=== Records taken from a dataset ===
--- --- ---

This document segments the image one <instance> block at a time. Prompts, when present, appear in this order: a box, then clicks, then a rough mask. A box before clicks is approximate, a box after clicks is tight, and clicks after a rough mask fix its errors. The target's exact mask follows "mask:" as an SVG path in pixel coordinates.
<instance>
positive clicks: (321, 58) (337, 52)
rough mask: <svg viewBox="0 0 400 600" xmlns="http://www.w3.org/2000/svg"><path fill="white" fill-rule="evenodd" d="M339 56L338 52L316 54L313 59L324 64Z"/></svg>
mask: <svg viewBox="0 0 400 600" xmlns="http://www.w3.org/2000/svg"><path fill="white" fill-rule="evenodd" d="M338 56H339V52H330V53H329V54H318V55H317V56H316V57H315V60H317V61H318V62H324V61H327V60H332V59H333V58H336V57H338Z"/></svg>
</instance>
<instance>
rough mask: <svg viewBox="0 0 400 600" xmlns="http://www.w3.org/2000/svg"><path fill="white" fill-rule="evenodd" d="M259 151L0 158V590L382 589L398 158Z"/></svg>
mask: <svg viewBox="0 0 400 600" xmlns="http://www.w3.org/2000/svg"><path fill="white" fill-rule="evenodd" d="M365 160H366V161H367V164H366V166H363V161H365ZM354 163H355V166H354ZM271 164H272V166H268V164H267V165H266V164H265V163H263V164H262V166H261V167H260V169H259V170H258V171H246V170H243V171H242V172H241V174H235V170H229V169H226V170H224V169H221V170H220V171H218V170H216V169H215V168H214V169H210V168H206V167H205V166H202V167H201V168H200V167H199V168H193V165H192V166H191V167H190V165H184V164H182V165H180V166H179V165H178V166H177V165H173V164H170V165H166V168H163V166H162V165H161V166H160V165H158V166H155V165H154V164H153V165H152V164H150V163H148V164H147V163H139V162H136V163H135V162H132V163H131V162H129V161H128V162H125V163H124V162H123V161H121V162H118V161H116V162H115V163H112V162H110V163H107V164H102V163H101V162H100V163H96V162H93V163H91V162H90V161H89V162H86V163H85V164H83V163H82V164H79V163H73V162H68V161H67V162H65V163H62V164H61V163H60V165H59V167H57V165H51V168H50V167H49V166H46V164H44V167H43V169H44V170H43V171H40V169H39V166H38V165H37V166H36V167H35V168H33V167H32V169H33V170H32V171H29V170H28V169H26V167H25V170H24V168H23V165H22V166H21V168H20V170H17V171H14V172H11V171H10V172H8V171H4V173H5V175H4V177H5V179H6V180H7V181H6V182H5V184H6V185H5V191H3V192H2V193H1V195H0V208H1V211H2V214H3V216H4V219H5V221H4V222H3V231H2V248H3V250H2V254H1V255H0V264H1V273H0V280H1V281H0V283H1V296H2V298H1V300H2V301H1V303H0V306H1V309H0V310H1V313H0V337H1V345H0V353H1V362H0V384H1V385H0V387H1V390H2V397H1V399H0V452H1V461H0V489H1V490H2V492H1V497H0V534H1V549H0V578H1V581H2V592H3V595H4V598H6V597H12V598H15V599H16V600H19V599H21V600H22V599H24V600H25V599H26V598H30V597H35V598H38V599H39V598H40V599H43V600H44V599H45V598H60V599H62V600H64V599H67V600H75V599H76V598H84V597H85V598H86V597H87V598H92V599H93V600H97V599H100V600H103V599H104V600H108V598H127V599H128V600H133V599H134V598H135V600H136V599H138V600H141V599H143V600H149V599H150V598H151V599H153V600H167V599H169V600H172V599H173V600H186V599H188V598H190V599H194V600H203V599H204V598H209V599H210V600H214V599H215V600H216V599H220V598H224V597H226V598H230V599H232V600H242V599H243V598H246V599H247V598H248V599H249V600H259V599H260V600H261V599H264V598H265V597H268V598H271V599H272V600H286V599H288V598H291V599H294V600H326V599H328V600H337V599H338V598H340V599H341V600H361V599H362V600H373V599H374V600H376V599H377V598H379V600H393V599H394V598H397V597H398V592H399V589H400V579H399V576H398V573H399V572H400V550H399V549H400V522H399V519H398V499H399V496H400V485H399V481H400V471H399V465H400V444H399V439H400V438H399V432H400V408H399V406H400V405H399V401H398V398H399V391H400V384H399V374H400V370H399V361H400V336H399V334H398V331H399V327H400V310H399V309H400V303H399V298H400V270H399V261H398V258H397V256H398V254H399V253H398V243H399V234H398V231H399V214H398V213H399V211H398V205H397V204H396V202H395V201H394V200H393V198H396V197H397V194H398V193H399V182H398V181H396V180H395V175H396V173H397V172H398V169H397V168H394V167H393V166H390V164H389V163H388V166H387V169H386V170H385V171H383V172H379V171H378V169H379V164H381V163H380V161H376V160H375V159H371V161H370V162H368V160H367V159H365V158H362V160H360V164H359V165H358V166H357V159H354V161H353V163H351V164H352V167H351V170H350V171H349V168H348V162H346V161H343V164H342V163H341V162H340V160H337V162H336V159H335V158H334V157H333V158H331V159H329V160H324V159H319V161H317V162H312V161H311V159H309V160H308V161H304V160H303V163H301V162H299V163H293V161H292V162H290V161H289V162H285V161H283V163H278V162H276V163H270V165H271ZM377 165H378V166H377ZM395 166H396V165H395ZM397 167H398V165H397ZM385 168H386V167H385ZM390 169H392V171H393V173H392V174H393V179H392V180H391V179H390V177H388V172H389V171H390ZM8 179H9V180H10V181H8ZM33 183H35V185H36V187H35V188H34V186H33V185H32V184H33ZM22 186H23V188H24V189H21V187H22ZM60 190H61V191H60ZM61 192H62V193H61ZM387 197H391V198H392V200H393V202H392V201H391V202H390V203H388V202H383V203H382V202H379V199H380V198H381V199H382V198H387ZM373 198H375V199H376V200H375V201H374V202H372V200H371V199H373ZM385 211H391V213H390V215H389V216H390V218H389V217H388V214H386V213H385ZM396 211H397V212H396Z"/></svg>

--- --- ---

=== Instructions for the task ===
Rewrite all of the data above, replacing every instance of "rough mask" with "coarse mask" and leaving everything else unchanged.

=== Solution to this problem ===
This document segments the image one <instance> block at a time. Prompts, when present, appear in this order: a box, then clicks, then a coarse mask. A box before clicks is approximate, a box after clicks is tight, and clicks after a coarse mask fix its errors. The target's exact mask follows "mask:" as an SVG path in pixel coordinates.
<instance>
positive clicks: (321, 58) (337, 52)
coarse mask: <svg viewBox="0 0 400 600" xmlns="http://www.w3.org/2000/svg"><path fill="white" fill-rule="evenodd" d="M339 56L338 52L316 54L313 59L324 64Z"/></svg>
mask: <svg viewBox="0 0 400 600" xmlns="http://www.w3.org/2000/svg"><path fill="white" fill-rule="evenodd" d="M338 56H339V52H330V53H329V54H318V55H317V56H316V57H315V60H317V61H318V62H324V61H327V60H332V59H333V58H336V57H338Z"/></svg>
</instance>
<instance>
coarse mask: <svg viewBox="0 0 400 600" xmlns="http://www.w3.org/2000/svg"><path fill="white" fill-rule="evenodd" d="M259 151L0 158V590L382 589L398 158Z"/></svg>
mask: <svg viewBox="0 0 400 600" xmlns="http://www.w3.org/2000/svg"><path fill="white" fill-rule="evenodd" d="M365 160H366V161H367V164H366V166H363V161H365ZM354 163H355V166H354ZM271 164H272V166H268V164H267V165H266V164H265V163H263V164H262V166H261V167H260V169H259V170H258V171H246V170H243V171H242V172H241V174H235V170H229V169H226V170H224V169H221V170H220V171H218V170H216V169H215V168H214V169H210V168H206V167H205V166H202V167H201V168H200V167H199V168H193V165H192V166H191V167H190V165H184V164H182V165H180V166H179V165H178V166H177V165H173V164H170V165H166V168H163V166H162V165H161V166H160V165H158V166H155V165H154V164H153V165H152V164H150V163H148V164H147V163H139V162H136V163H135V162H132V163H131V162H129V161H128V162H125V163H124V162H123V161H121V162H118V161H116V162H115V163H112V162H110V163H107V164H102V163H101V162H100V163H96V162H93V163H91V162H90V161H89V162H86V163H85V164H83V163H82V164H79V163H73V162H68V161H67V162H65V163H62V164H61V163H60V165H59V167H57V165H51V168H50V167H49V166H46V164H44V167H43V169H44V170H43V171H40V169H39V166H38V165H37V166H36V167H35V168H33V167H32V169H33V170H32V171H29V170H28V169H26V167H25V170H24V168H23V165H22V166H21V168H20V170H17V171H14V172H11V171H10V172H8V171H4V173H5V175H4V177H5V179H6V180H7V181H6V182H5V184H6V185H5V191H3V192H2V193H1V195H0V208H1V211H2V214H3V216H4V219H5V221H4V222H3V231H2V248H3V250H2V254H1V255H0V264H1V273H0V280H1V281H0V283H1V296H2V298H1V300H2V301H1V303H0V306H1V309H0V310H1V313H0V337H1V345H0V353H1V362H0V384H1V385H0V387H1V390H2V397H1V399H0V452H1V461H0V489H1V490H2V492H1V497H0V534H1V549H0V578H1V581H2V592H3V595H4V598H6V597H12V598H15V599H16V600H19V599H21V600H22V599H24V600H25V599H26V598H30V597H35V598H38V599H39V598H40V599H43V600H44V599H45V598H60V599H62V600H64V599H67V600H75V599H76V598H84V597H85V598H86V597H87V598H92V599H93V600H97V599H100V600H103V599H104V600H108V598H127V599H128V600H133V599H134V598H135V600H136V599H138V600H141V599H143V600H149V599H150V598H151V599H153V600H167V599H169V600H172V599H173V600H186V599H188V598H190V599H194V600H203V599H204V598H209V599H210V600H214V599H215V600H216V599H220V598H224V597H226V598H230V599H232V600H242V599H243V598H246V599H247V598H248V599H249V600H259V599H260V600H261V599H264V598H265V597H268V598H271V599H272V600H286V599H288V598H291V599H294V600H326V599H328V600H337V599H338V598H340V599H341V600H361V599H362V600H373V599H374V600H376V599H377V598H379V600H393V599H394V598H397V597H398V592H399V589H400V579H399V576H398V573H399V572H400V550H399V549H400V522H399V519H398V499H399V496H400V485H399V481H400V471H399V465H400V444H399V439H400V438H399V432H400V408H399V406H400V405H399V401H398V398H399V391H400V384H399V374H400V370H399V361H400V336H399V334H398V331H399V327H400V310H399V309H400V303H399V298H400V270H399V261H398V258H397V256H398V254H399V253H398V243H399V234H398V231H399V214H398V213H399V211H398V205H397V204H396V202H395V201H394V200H393V198H396V197H397V194H398V193H399V182H398V181H396V180H395V175H396V173H397V172H398V169H397V168H394V167H393V166H390V164H389V163H388V166H387V169H386V170H385V171H383V172H379V171H378V169H379V164H381V163H380V161H376V160H375V159H371V161H370V162H368V160H367V159H365V158H362V160H360V164H359V165H358V166H357V159H354V161H353V163H351V164H352V167H351V170H350V171H349V168H348V162H346V161H343V164H342V163H341V162H340V160H337V162H336V159H335V158H334V157H333V158H331V159H329V160H324V159H319V161H317V162H312V161H311V159H309V160H308V161H304V160H303V163H301V162H299V163H293V161H292V162H290V161H289V162H285V161H283V163H278V162H276V163H270V165H271ZM377 165H378V166H377ZM395 166H396V165H395ZM397 167H398V165H397ZM385 168H386V167H385ZM390 169H392V171H393V173H392V174H393V179H392V180H391V179H390V177H388V172H389V171H390ZM8 179H9V180H10V181H8ZM33 183H35V185H36V187H35V188H34V186H33V185H32V184H33ZM22 186H23V188H24V189H21V187H22ZM60 190H61V191H60ZM61 192H62V193H61ZM387 197H391V198H392V200H393V202H392V201H391V202H390V203H388V202H383V203H382V202H379V199H380V198H381V199H382V198H387ZM373 198H375V199H376V200H375V201H374V202H372V200H371V199H373ZM385 211H391V213H390V215H389V216H390V218H389V217H388V214H386V213H385ZM396 211H397V212H396Z"/></svg>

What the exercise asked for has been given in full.